*Short problem*
Render every line of the rows below as a Markdown table with the columns "No." and "Line," numbering the lines in order and omitting blank lines. Leave the pictures out of the table.

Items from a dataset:
□ □ □ □ □
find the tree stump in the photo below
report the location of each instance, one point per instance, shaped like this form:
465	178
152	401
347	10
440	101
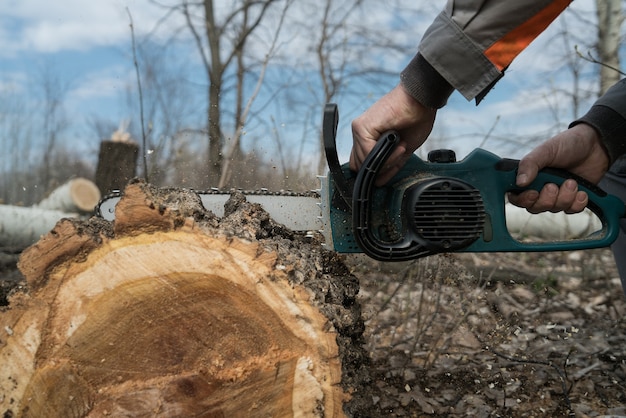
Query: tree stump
117	164
170	311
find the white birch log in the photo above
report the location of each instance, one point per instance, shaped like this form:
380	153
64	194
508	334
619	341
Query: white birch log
76	195
23	226
550	226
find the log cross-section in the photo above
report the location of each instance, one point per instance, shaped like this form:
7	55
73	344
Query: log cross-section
173	312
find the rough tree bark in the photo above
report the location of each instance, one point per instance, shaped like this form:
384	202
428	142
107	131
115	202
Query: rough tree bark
171	311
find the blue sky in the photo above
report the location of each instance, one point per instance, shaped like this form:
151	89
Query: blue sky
86	44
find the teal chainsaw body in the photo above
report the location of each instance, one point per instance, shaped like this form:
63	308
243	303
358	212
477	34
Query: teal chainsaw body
441	205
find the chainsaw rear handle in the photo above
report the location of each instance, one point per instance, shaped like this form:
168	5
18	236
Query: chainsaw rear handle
493	177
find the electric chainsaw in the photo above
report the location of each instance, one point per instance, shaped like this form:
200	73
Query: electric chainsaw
434	206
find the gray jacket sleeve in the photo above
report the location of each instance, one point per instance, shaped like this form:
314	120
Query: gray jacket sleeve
471	43
608	117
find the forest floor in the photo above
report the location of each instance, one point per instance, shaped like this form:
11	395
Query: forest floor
497	335
488	335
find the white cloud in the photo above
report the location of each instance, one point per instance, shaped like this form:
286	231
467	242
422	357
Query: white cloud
53	26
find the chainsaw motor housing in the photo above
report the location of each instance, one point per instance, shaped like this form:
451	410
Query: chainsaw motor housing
440	205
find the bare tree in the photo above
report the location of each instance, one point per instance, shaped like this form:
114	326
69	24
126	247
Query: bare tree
220	42
610	19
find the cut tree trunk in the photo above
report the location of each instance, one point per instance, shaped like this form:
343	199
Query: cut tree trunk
170	311
117	165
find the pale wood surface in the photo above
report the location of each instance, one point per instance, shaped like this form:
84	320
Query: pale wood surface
162	315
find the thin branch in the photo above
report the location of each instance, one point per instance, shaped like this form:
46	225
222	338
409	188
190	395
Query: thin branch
244	115
141	114
594	60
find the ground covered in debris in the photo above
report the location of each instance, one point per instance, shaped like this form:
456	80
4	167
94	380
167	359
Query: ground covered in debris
509	335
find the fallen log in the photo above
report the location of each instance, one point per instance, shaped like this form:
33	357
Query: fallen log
23	226
77	195
173	312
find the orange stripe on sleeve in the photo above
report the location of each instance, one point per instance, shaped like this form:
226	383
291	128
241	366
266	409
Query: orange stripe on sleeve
502	53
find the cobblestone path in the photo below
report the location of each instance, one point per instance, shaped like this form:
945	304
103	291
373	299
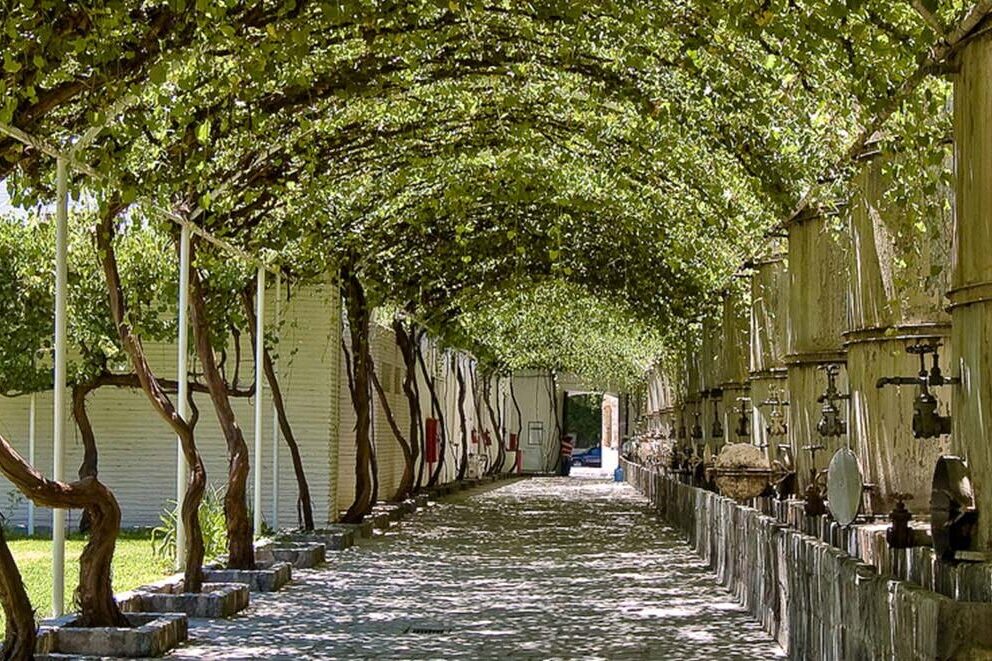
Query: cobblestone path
□ □ □ □ □
*Result of the task*
| No. | Line |
|---|---|
| 1 | find the tree stump in the photo below |
| 2 | report the location of each instance, one point per instance, shaped like this form: |
| 3 | 465	178 |
| 4 | 152	401 |
| 5 | 347	10 |
| 6 | 440	101 |
| 7 | Query: tree stump |
| 8 | 117	164 |
| 9 | 170	311 |
| 10 | find the white birch log in the photo above |
| 11 | report the location of each instance, one point per instance, shaped like this form: |
| 12 | 380	153 |
| 13 | 64	194 |
| 14 | 508	334 |
| 15 | 619	341 |
| 16 | Query: white birch log |
| 17 | 76	195 |
| 18 | 23	226 |
| 19 | 550	226 |
| 20 | find the log cross-section in the photo above |
| 21 | report the location of each instance, one point per instance, shaped like this form: |
| 22 | 7	55 |
| 23 | 73	344 |
| 24 | Query: log cross-section |
| 25 | 173	312 |
| 26 | find the rough tree bark in the photo above |
| 27 | report the location of each instance, one point per instance, shaped like this form: |
| 28 | 384	202 |
| 29 | 428	142 |
| 30 | 107	131 |
| 31 | 115	202 |
| 32 | Query: rough tree bark |
| 33 | 171	311 |
| 34 | find the blue sky in the photo above |
| 35 | report the location of each instance, one point per instance, shaped like this form: |
| 36 | 151	89 |
| 37 | Query: blue sky |
| 38 | 86	44 |
| 39 | find the teal chainsaw body in the photo above |
| 40 | report the location of each instance, one point per instance, shaped like this form: |
| 41 | 63	308 |
| 42 | 243	303 |
| 43 | 358	212 |
| 44 | 477	34 |
| 45 | Query: teal chainsaw body |
| 46 | 441	205 |
| 47 | find the chainsaw rear handle in the photo above |
| 48 | report the location of each instance, one point per instance, shaped like this form: |
| 49 | 168	5 |
| 50 | 18	236 |
| 51 | Query: chainsaw rear handle |
| 52 | 493	177 |
| 53 | find the electric chainsaw in the photo above |
| 54 | report the location of each instance, one point per instance, shaped like this form: |
| 55 | 200	73 |
| 56 | Query: electric chainsaw |
| 57 | 434	206 |
| 58 | find the gray jacket sleeve in the photo above |
| 59 | report the location of each instance, one point per instance, shaped like this form: |
| 60 | 314	120 |
| 61 | Query: gray jacket sleeve |
| 62 | 471	43 |
| 63 | 608	117 |
| 64 | find the forest floor in the photo above |
| 65 | report the location of each instance, one point per instance, shaped like this form: |
| 66 | 11	395 |
| 67 | Query: forest floor |
| 68 | 497	335 |
| 69 | 488	335 |
| 70 | find the white cloud in the photo above |
| 71 | report the location of each instance, one point per instance, shaped like this form: |
| 72 | 286	231 |
| 73 | 467	242 |
| 74 | 422	357 |
| 75 | Query: white cloud |
| 76 | 53	26 |
| 77 | find the chainsaw motor housing in the photo above |
| 78 | report the location of each instance, one point per instance, shaped like this form: |
| 79 | 451	410 |
| 80 | Query: chainsaw motor housing |
| 81 | 440	205 |
| 82 | find the bare tree in the photo above |
| 83 | report the location of each instance, one point per instance, shaped like this form: |
| 84 | 114	326 |
| 85 | 69	24 |
| 86 | 126	247 |
| 87 | Query: bare tree |
| 88 | 220	42 |
| 89 | 610	19 |
| 90 | find the cut tree trunk in the photo above |
| 91 | report the location of each instance, one point per instance, shaped like this form: |
| 92 | 343	199 |
| 93 | Query: cut tree trunk |
| 94 | 170	311 |
| 95 | 117	165 |
| 96 | find the pale wood surface in the photo above |
| 97 | report the location of each instance, one point per instance, shaped like this form: |
| 98 | 84	320 |
| 99 | Query: pale wood surface |
| 100 | 162	315 |
| 101 | find the thin branch in the photo above |
| 102 | report the location of each instance, one point per instance, shaped like this form: |
| 103 | 46	225 |
| 104 | 222	338 |
| 105 | 409	188 |
| 106 | 190	395 |
| 107 | Query: thin branch |
| 108 | 244	115 |
| 109 | 141	114 |
| 110 | 594	60 |
| 111 | find the ground covered in debris in the photo above |
| 112 | report the location of each instance, one point per instance, shaped like this form: |
| 113 | 456	80 |
| 114 | 4	167 |
| 115 | 94	380 |
| 116 | 167	359 |
| 117 | Query: ground covered in debris |
| 118 | 509	335 |
| 119 | find the fallen log in the photo above |
| 120 | report the location of each instance, one point per instance, shaped like this form: |
| 121 | 33	357 |
| 122 | Query: fallen log |
| 123 | 23	226 |
| 124 | 77	195 |
| 125 | 173	312 |
| 126 | find the orange stripe on sleeve in the photo above |
| 127 | report the location of each instance, one point per instance, shaped like this form: |
| 128 | 226	383 |
| 129 | 291	128 |
| 130 | 241	366 |
| 131 | 266	409 |
| 132 | Query: orange stripe on sleeve |
| 133 | 502	53 |
| 134 | find the cobblestone path in the photo below |
| 135 | report the location of each instance, one point per instance, shaped like this form: |
| 136 | 945	304 |
| 137 | 103	291 |
| 138 | 373	299 |
| 139 | Query: cobblestone path |